§ Text passage
Struggling to survive, ride-sharing companies face a potential new threat: Amazon.com Inc. (NASDAQ: AMZN). The Wall Street Journal reported Monday that Amazon is in advanced talks to buy Zoox Inc., a self-driving car company.
“Zoox, founded in 2014, has been working to develop the hardware and software needed to create electric-powered, robot taxis that would be summoned by smartphone app starting this year,” the Journal reported.
Amazon has long been interested in the potential of driverless vehicles, which could revolutionize its delivery services. The company previously invested in Aurora Innovation Inc., a Silicon Valley autonomous car startup.
The proposed deal could value the company at less than the $3.2 billion Zoox was valued at in a 2018 funding round. Zoox has struggled to raise cash as the driverless car industry has developed more slowly than expected. It’s not clear how far along the Amazon-Zoox talks have proceeded.
Morgan Stanley analyst Brian Nowak said the Zoox deal would allow Amazon to “compete in the ride sharing and food-delivery industries,” according to Barron’s. Lyft doesn’t currently offer food delivery, but Uber does through its growing Uber Eats service. It’s been one bright spot for Uber during the pandemic.
Nowak said an Amazon ride-sharing service would tie in nicely with its Prime memberships. Prime customers could be offered discounts and other perks when using the company’s cars. All of this should scare companies like Lyft.

§ Collected material
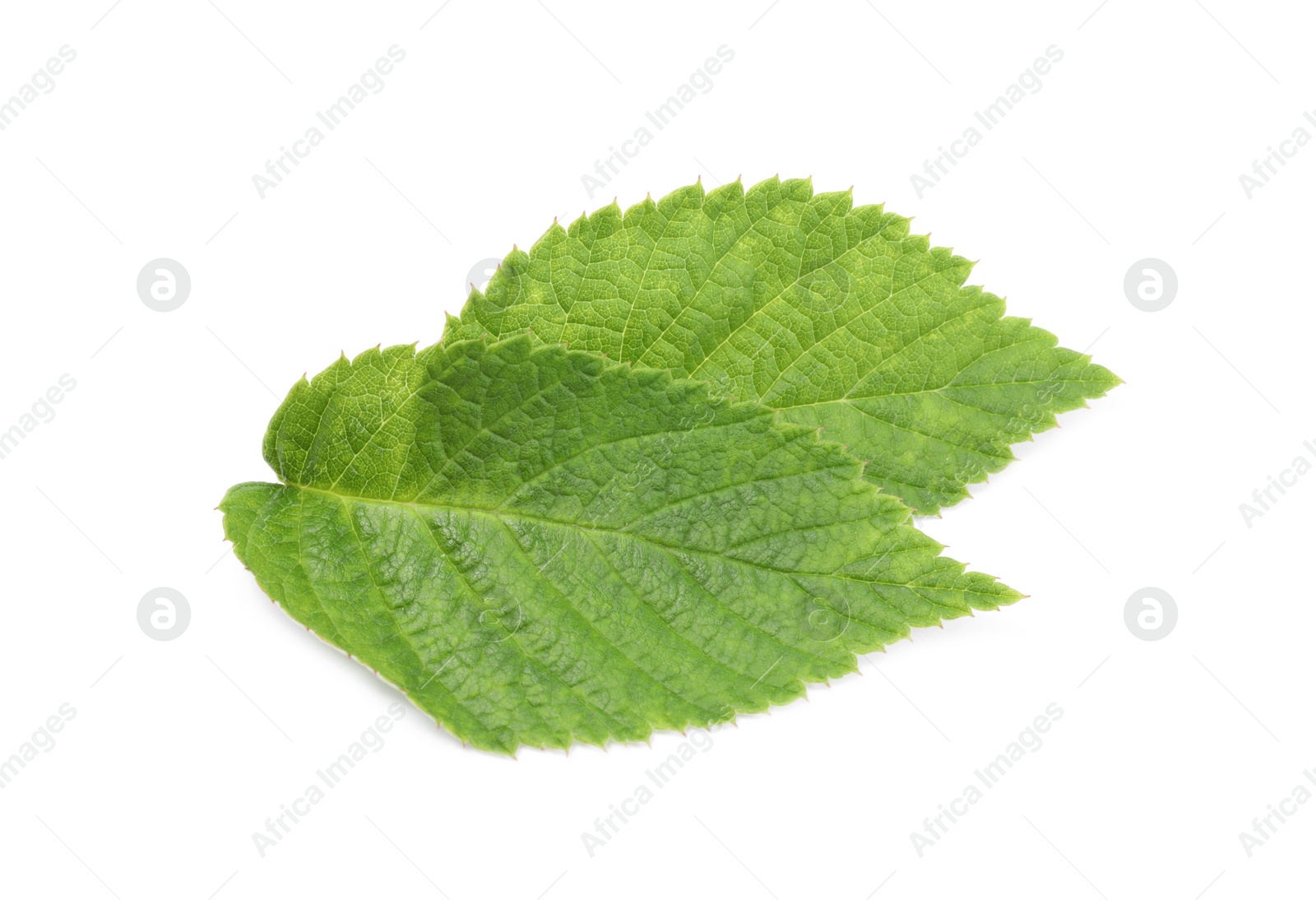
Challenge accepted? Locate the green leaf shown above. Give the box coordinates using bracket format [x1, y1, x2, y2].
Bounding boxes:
[221, 336, 1020, 753]
[443, 178, 1120, 514]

§ Instructions for the task
Continue the article on Amazon's talks to buy Zoox, starting after its last sentence. Nothing in the listing is needed for the work here.

§ Written answer
Ride-sharing companies are also watching Alphabet Inc.’s (NASDAQ: GOOG) Waymo, formerly Google’s self-driving car project. Using robotic cars, the Waymo One ride-hailing app is already live in the Phoenix area.
And Waymo Via is Alphabet’s move into the delivery business. The company is currently testing driverless trucks in Arizona and California.
“Investors over the past seven months have pumped at least $6 billion into more than two dozen companies involved in autonomous delivery of goods and food, from drones to heavy trucks,” Reuters reported.
Pandemic is a Heavy Lift
Lyft executives already have plenty to worry about. The coronavirus crisis has been devastating, as most of the country went into stay-at-home mode.
Faced with a huge drop in ridership, Lyft cut 17% of its workforce by laying off 982 employees permanently, as well as instituting double-digit pay cuts, and furloughs, and exiting from some of its facilities.
Lyft expects to take a $28 million to $36 million restructuring charge in the second quarter as a result of cuts. Competitor Uber has made similar cuts, slashing 3,700 full-time jobs from its corporate team.
Both Lyft and Uber continue to battle states and cities over the employee classification of drivers. They scored a victory recently when an initiative they favor secured a spot on the November ballot in California.
The ride-sharing ballot initiative was proposed in response to Assembly Bill 5, which passed the California legislature last September. The bill, which took effect Jan. 1, requires companies to reclassify so-called gig workers as employees, which would cover them under laws regarding minimum wage, overtime pay and unemployment insurance.
Uber and Lyft haven’t complied with the law, so California Attorney General Xavier Becerra filed suit against them this month. The cities of Los Angeles, San Francisco and San Diego joined the legal action.
If voters approve the initiative, the ride-sharing companies can continue to classify drivers as independent contractors.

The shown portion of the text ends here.